* start Material provided *
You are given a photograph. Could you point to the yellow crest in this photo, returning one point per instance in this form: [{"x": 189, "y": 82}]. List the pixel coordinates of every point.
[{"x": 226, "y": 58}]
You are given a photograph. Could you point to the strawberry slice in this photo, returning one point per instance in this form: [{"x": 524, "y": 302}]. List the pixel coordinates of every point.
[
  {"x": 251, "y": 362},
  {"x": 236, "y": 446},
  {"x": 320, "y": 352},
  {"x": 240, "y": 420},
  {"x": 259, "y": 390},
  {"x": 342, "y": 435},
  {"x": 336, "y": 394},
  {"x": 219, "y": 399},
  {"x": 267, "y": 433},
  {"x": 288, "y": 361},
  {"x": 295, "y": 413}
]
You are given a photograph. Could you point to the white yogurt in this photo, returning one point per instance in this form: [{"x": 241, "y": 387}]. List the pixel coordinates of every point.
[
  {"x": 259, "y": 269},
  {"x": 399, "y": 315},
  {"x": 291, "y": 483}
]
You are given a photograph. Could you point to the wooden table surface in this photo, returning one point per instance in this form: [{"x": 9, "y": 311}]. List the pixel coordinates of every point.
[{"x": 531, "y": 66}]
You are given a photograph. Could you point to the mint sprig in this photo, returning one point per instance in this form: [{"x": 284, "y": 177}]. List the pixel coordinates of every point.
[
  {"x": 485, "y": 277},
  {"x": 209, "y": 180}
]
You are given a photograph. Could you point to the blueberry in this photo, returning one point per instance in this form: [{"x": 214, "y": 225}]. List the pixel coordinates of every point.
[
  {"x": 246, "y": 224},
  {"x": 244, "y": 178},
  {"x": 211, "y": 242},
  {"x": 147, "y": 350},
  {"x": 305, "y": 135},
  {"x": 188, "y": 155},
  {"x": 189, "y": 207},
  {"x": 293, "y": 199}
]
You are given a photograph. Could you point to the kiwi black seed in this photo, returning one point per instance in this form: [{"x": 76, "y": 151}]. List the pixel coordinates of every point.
* end Material provided *
:: Task directions ::
Only the lines from the one that contains "You are given a photograph. Could you point to the mint" to the end of the data should be output, exactly as they appear.

:: The answer ::
You are given a photograph. Could you point to the mint sprig in this photo, returning one point per instance in this form: [{"x": 284, "y": 177}]. List the pixel coordinates of every point.
[
  {"x": 485, "y": 277},
  {"x": 209, "y": 180}
]
You are given a photograph. Could you point to the blueberry in this photo, returning one point per instance in this form: [{"x": 214, "y": 225}]. List the pixel coordinates of every point.
[
  {"x": 246, "y": 224},
  {"x": 244, "y": 178},
  {"x": 211, "y": 242},
  {"x": 147, "y": 350},
  {"x": 305, "y": 135},
  {"x": 188, "y": 155},
  {"x": 189, "y": 207},
  {"x": 293, "y": 199}
]
You are given a photograph. Could you point to the kiwi black seed in this photo, returning one point per instance in this form: [{"x": 76, "y": 151}]. List the pixel coordinates of every point.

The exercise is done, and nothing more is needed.